##### QUELLENAUSZUG #####
Machen wir eine kurze Milchbubenrechnung! Laut Bundesamt für Statistik betrug der durchschnittliche monatliche Bruttolohn im Jahr 2000 in der Grossregion Zürich 5’700 Franken. Für Berufe mit anspruchsvollen, selbständigen und qualifizierten Arbeiten betrug er sogar 7’800 Fr. Im Vergleich dazu: ein Doktorand der ETH Zürich mit einer 100%-Anstellung verdient im ersten Jahr monatlich 4’650 Fr. brutto, bei der minimalen Anstellung für ETH-Doktorierende von 60% sind es 2'790 Fr. Während einer (laut Doktoratsadministration) durchschnittlichen Promotionszeit an der ETH von 4,5 Jahren haben Doktorierende einen Bruttolohn von total 294'600 Fr. bei einer 100%-Anstellung und 176’800 Fr. bei einer 60%-Anstellung (Zuschlag von 2848 Fr. pro Dienstjahr inbegriffen). Somit „verliert“ eine ETH-Doktorandin im Vergleich zu einer anderen gut ausgebildeten und qualifizierten Person in der Wirtschaft oder im öffentlichen Sektor 161’700 Fr. bei einer 100%-Anstellung und 279’500 Fr. bei einer 60%-Anstellung (vorausgesetzt, man hat nebenher keine andere Arbeitsstelle). Ein ETH-Doktorand lässt sich also seinen Doktortitel zwischen 161'700 und 279'500 Fr. kosten! Nicht berücksichtigt sind in dieser Rechnung die entgangenen Pensionskassenbeiträge durch den Arbeitgeber sowie die Kosten für den verspäteten Aufbau der privaten Altersvorsorge (3. Säule).
##### GEGEBENE DATEN #####
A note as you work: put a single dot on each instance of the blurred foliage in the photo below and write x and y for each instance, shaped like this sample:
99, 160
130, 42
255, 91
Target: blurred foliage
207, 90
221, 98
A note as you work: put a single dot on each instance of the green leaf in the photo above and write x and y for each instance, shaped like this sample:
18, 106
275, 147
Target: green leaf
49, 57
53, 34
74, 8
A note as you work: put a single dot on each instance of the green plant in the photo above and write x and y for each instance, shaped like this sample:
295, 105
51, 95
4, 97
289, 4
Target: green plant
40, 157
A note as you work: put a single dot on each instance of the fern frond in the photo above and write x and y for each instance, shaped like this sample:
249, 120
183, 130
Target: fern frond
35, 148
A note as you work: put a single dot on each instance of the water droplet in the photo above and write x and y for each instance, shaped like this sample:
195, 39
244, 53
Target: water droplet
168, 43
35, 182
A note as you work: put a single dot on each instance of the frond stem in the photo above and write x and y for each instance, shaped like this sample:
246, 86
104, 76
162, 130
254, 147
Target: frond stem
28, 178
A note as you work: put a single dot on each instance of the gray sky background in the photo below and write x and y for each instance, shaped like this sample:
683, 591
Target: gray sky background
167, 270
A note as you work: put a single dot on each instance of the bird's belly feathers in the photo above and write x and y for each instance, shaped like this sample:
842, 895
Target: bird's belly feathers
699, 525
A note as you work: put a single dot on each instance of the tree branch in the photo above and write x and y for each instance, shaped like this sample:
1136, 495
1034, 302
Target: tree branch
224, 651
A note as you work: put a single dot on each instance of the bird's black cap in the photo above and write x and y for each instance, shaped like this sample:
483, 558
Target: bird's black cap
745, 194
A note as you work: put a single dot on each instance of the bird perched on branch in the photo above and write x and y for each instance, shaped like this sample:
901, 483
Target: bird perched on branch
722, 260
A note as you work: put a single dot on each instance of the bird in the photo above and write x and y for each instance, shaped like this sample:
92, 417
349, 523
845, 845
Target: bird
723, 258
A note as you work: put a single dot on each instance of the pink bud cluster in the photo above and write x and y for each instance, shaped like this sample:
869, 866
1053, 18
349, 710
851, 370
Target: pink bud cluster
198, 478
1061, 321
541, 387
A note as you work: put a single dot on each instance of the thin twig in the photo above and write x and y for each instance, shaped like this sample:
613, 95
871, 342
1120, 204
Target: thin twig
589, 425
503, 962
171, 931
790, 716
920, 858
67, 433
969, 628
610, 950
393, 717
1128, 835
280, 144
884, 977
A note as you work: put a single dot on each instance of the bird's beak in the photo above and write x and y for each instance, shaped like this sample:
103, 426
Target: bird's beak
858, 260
#####
AUFGABENLISTE:
**1)** Beantworte mit Hilfe des Auszugs über Doktorandenlöhne:
(a) Wie hoch war im Jahr 2000 der durchschnittliche monatliche Bruttolohn in der Grossregion Zürich?
(b) Wie lange dauert laut Doktoratsadministration eine Promotion an der ETH im Durchschnitt?
(c) Welche zwei Kosten lässt die Rechnung ausser Acht?
**2)** Erkläre kurz, womit der Auszug über Doktorandenlöhne begründet, dass ein ETH-Doktorand sich seinen Doktortitel zwischen 161'700 und 279'500 Fr. kosten lässt.
**3)** Schreib den Auszug über Doktorandenlöhne im Anschluss an seinen letzten Satz weiter.
Die Einträge stammen aus einer anderen Quelle.

LÖSUNGEN:
**1)**
(a) 5’700 Franken.
(b) 4,5 Jahre.
(c) Die entgangenen Pensionskassenbeiträge durch den Arbeitgeber und die Kosten für den verspäteten Aufbau der privaten Altersvorsorge (3. Säule).

**2)** Im Vergleich zu einer anderen gut ausgebildeten und qualifizierten Person in der Wirtschaft oder im öffentlichen Sektor „verliert“ eine ETH-Doktorandin 161’700 Fr. bei einer 100%-Anstellung und 279’500 Fr. bei einer 60%-Anstellung. Dabei wird vorausgesetzt, dass sie nebenher keine andere Arbeitsstelle hat.

**3)**
An den Universitäten sieht die Bilanz unter Umständen schlechter aus, da es dort keinen minimalen Anstellungsgrad gibt. Nun ja, ein Doktorat ist schliesslich eine Ausbildung, werden jetzt einige sagen. Schlimm genug, dass dieses Argument in gewissen Disziplinen, z.B. in der Chemie, stimmt, da dort ein Hochschuldiplom ohne Doktortitel fast wertlos ist. Ansonsten ist es aber ein schlechtes Argument, denn während einer Dissertation erhält man nicht a priori mehr Ausbildung als an einer anderen anspruchsvollen Arbeitsstelle.

Man kann es drehen und wenden, wie man will: Das Preis-Leistungsverhältnis für viele Doktorierende in der Schweiz ist schlecht. Denn die Doktorierenden leisten zumeist hochqualifizierte, wissenschaftliche Arbeit, doch der Preis, den die Universitäten und die ETH dafür bezahlen, ist tief. Das Problem liegt in meinen Augen nicht nur am niedrigen Lohn an und für sich, sondern auch in der geringen Wertschätzung, die den Doktorierenden damit entgegengebracht wird.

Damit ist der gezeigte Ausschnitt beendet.